Begin SOURCE TEXT
How to split a list into sublists based on a separator, similar to str.split()?

Question

Given a list like:

[a, SEP, b, c, SEP, SEP, d]

how do I split it into a list of sublists:

[[a], [b, c], [], [d]]

Effectively I need an equivalent of str.split() for lists. I can hack together something, but I can't seem to be able to come up with anything neat and/or pythonic.

I get the input from an iterator, so a generator working on that is acceptable as well.

More examples:

[a, SEP, SEP, SEP] -> [[a], [], [], []]

[a, b, c] -> [[a, b, c]]

[SEP] -> [[], []]

Huh, wonder how I failed to find the dupe question. But yeah, I want the empty lists too. — Jani, Jan 25 '19 at 20:29
then you should have an empty list at each `sep`? Or only when `sep` occurs twice in a row? what if `sep` occurs 6 times in a row? could you clarify? — d_kennetz, Jan 25 '19 at 20:31
I want it to work exactly like `str.split()`, but for lists. Which means sep gets removed, consecutive seps lead to consecutive empty lists in between. (And it doesn't seem trivial to me to get `itertools.groupby` to do this, IMHO, making this distinct enough not to be a dupe.) — Jani, Jan 25 '19 at 20:36
@Jean-FrançoisFabre based on the updated examples, I agree with OP that this is not a dupe. I don't know if there's a simple `itertools.groupby` solution here. — pault, Jan 25 '19 at 22:06

wim · Accepted Answer · 2020-09-23T21:59:37.083

15

A simple generator will work for all of the cases in your question:

def split(sequence, sep):
    chunk = []
    for val in sequence:
        if val == sep:
            yield chunk
            chunk = []
        else:
            chunk.append(val)
End SOURCE TEXT
» EXERCISE PROMPT
In the list-splitting thread above, what result should the input [SEP] give?
Begin RECORDS
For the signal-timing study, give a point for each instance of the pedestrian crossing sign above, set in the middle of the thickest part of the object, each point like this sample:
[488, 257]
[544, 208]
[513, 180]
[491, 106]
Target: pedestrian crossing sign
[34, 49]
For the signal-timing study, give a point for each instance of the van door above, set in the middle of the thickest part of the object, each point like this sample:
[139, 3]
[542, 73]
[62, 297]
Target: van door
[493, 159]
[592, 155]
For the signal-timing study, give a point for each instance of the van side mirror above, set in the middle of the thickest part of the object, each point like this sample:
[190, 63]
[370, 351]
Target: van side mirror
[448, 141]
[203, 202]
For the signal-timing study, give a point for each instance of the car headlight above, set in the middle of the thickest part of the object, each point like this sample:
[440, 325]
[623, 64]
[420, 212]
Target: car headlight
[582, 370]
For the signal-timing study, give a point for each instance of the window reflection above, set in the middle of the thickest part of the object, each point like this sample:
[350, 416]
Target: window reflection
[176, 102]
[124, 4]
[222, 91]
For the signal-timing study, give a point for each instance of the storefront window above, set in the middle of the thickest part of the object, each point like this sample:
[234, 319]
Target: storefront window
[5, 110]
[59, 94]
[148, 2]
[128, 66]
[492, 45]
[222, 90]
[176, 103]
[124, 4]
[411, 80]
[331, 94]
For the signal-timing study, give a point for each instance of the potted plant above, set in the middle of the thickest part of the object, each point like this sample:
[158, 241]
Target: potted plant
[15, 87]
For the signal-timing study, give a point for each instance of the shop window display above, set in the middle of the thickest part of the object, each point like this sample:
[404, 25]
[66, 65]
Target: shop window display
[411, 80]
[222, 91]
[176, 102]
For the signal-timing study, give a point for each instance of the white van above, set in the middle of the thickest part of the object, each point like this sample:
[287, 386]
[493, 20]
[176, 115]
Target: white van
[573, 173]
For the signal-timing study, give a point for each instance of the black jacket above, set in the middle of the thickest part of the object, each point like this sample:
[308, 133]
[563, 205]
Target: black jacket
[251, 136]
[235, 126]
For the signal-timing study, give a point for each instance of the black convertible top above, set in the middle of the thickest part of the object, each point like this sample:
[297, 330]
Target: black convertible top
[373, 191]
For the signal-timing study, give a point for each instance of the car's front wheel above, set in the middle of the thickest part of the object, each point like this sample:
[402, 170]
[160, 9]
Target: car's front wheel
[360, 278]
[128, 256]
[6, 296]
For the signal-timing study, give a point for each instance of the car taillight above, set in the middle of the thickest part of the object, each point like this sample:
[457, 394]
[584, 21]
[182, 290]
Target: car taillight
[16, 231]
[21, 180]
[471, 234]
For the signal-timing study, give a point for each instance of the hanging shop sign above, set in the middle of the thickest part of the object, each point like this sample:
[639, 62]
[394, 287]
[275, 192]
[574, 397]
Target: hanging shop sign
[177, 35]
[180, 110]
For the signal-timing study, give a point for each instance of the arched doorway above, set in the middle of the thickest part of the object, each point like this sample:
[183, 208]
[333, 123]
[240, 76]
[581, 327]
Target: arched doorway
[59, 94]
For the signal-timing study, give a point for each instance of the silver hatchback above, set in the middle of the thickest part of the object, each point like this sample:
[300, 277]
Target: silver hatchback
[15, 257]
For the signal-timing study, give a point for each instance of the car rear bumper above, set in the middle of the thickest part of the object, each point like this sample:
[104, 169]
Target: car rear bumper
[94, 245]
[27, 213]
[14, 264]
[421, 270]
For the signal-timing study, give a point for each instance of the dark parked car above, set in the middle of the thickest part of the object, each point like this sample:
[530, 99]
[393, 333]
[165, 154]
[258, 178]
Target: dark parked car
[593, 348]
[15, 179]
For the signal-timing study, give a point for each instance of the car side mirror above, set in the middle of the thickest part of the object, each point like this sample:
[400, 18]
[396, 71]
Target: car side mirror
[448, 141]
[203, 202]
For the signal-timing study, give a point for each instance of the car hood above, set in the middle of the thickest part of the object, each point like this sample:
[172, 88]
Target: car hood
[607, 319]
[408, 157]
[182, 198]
End RECORDS
» RESULT OF THIS TASK
[[], []]